%%
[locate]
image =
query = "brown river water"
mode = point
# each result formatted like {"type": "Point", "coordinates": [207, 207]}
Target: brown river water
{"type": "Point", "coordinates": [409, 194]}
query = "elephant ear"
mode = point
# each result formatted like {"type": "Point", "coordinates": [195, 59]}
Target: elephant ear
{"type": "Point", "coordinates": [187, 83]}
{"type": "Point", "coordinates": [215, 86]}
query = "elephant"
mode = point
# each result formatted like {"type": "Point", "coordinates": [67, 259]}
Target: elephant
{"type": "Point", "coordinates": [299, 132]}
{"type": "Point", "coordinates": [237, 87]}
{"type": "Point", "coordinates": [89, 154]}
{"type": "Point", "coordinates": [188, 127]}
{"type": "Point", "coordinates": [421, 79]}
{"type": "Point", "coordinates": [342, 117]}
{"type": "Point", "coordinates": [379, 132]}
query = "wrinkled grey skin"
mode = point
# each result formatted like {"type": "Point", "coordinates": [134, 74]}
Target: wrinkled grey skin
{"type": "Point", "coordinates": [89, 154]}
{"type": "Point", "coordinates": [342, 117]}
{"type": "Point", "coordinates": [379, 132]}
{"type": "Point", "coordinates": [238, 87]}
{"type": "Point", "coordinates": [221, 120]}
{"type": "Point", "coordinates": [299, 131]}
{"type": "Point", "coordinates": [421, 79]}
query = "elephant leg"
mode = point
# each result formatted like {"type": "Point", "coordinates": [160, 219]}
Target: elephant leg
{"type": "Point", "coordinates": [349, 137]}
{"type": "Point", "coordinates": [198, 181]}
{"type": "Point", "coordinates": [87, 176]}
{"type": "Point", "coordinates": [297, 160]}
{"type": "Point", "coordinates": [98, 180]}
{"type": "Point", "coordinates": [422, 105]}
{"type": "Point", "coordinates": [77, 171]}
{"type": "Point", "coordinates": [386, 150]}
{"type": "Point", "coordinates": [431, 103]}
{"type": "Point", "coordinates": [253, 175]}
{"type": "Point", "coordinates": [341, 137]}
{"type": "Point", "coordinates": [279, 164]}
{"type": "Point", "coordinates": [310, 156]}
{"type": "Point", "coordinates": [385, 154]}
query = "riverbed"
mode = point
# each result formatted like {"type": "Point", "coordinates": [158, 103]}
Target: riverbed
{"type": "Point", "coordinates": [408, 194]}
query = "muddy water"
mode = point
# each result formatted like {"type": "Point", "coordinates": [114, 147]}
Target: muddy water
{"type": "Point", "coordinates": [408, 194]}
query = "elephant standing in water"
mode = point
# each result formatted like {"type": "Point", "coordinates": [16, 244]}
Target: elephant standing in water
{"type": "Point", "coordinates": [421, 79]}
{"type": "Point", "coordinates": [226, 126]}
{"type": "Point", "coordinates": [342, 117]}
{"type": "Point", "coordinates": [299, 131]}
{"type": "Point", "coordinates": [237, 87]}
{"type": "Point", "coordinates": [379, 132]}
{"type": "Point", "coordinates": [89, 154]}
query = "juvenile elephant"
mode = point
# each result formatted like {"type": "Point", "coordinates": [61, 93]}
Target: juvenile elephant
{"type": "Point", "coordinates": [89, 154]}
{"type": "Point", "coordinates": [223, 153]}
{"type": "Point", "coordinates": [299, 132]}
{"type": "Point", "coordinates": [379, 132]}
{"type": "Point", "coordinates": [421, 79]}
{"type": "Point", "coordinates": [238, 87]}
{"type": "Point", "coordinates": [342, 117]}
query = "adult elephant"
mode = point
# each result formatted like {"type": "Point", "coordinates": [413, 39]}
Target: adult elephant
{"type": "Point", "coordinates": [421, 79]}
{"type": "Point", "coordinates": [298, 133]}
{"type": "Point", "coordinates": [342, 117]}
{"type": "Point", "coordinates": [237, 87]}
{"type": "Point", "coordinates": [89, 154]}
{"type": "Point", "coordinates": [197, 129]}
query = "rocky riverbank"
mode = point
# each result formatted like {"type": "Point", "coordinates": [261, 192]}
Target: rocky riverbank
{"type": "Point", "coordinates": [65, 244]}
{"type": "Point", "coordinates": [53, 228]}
%%
**WORK INSTRUCTIONS:** Each record above needs to be set down again, word for word.

**OUTPUT FOR THIS TASK:**
[locate]
image =
query = "brown river water"
mode = point
# each result formatted like {"type": "Point", "coordinates": [207, 207]}
Target: brown river water
{"type": "Point", "coordinates": [409, 194]}
query = "elephant ear"
mode = point
# each result formatted like {"type": "Point", "coordinates": [195, 59]}
Target: elephant ear
{"type": "Point", "coordinates": [187, 83]}
{"type": "Point", "coordinates": [215, 86]}
query = "elephant"
mode = point
# each result formatted like {"type": "Point", "coordinates": [67, 259]}
Target: elephant
{"type": "Point", "coordinates": [299, 132]}
{"type": "Point", "coordinates": [237, 87]}
{"type": "Point", "coordinates": [89, 154]}
{"type": "Point", "coordinates": [188, 127]}
{"type": "Point", "coordinates": [421, 79]}
{"type": "Point", "coordinates": [342, 117]}
{"type": "Point", "coordinates": [379, 132]}
query = "wrinkled grey skin"
mode = point
# each result formatted like {"type": "Point", "coordinates": [134, 74]}
Target: wrinkled grey skin
{"type": "Point", "coordinates": [89, 154]}
{"type": "Point", "coordinates": [342, 117]}
{"type": "Point", "coordinates": [379, 132]}
{"type": "Point", "coordinates": [238, 87]}
{"type": "Point", "coordinates": [221, 120]}
{"type": "Point", "coordinates": [299, 131]}
{"type": "Point", "coordinates": [421, 79]}
query = "elephant leg"
mode = point
# each result formatted like {"type": "Point", "coordinates": [160, 219]}
Target: elephant leg
{"type": "Point", "coordinates": [349, 137]}
{"type": "Point", "coordinates": [198, 181]}
{"type": "Point", "coordinates": [87, 176]}
{"type": "Point", "coordinates": [297, 160]}
{"type": "Point", "coordinates": [98, 180]}
{"type": "Point", "coordinates": [422, 105]}
{"type": "Point", "coordinates": [77, 171]}
{"type": "Point", "coordinates": [386, 150]}
{"type": "Point", "coordinates": [431, 103]}
{"type": "Point", "coordinates": [253, 175]}
{"type": "Point", "coordinates": [341, 137]}
{"type": "Point", "coordinates": [279, 164]}
{"type": "Point", "coordinates": [310, 156]}
{"type": "Point", "coordinates": [385, 154]}
query = "riverbed"
mode = point
# each result formatted like {"type": "Point", "coordinates": [158, 103]}
Target: riverbed
{"type": "Point", "coordinates": [408, 194]}
query = "muddy water"
mode = point
# each result formatted like {"type": "Point", "coordinates": [114, 147]}
Target: muddy water
{"type": "Point", "coordinates": [408, 194]}
query = "elephant standing in water"
mode = point
# each result formatted like {"type": "Point", "coordinates": [16, 244]}
Target: elephant standing in water
{"type": "Point", "coordinates": [421, 79]}
{"type": "Point", "coordinates": [226, 126]}
{"type": "Point", "coordinates": [342, 117]}
{"type": "Point", "coordinates": [299, 131]}
{"type": "Point", "coordinates": [237, 87]}
{"type": "Point", "coordinates": [379, 132]}
{"type": "Point", "coordinates": [89, 154]}
query = "juvenile elephant"
mode = point
# each result formatted like {"type": "Point", "coordinates": [61, 93]}
Target: juvenile elephant
{"type": "Point", "coordinates": [89, 154]}
{"type": "Point", "coordinates": [223, 153]}
{"type": "Point", "coordinates": [299, 132]}
{"type": "Point", "coordinates": [379, 132]}
{"type": "Point", "coordinates": [421, 79]}
{"type": "Point", "coordinates": [238, 87]}
{"type": "Point", "coordinates": [342, 117]}
query = "adult elephant"
mode = point
# each result formatted like {"type": "Point", "coordinates": [413, 39]}
Target: adult elephant
{"type": "Point", "coordinates": [421, 79]}
{"type": "Point", "coordinates": [298, 133]}
{"type": "Point", "coordinates": [342, 117]}
{"type": "Point", "coordinates": [237, 87]}
{"type": "Point", "coordinates": [89, 154]}
{"type": "Point", "coordinates": [197, 129]}
query = "rocky riverbank"
mode = point
# each result formatted like {"type": "Point", "coordinates": [261, 192]}
Target: rocky riverbank
{"type": "Point", "coordinates": [65, 244]}
{"type": "Point", "coordinates": [53, 228]}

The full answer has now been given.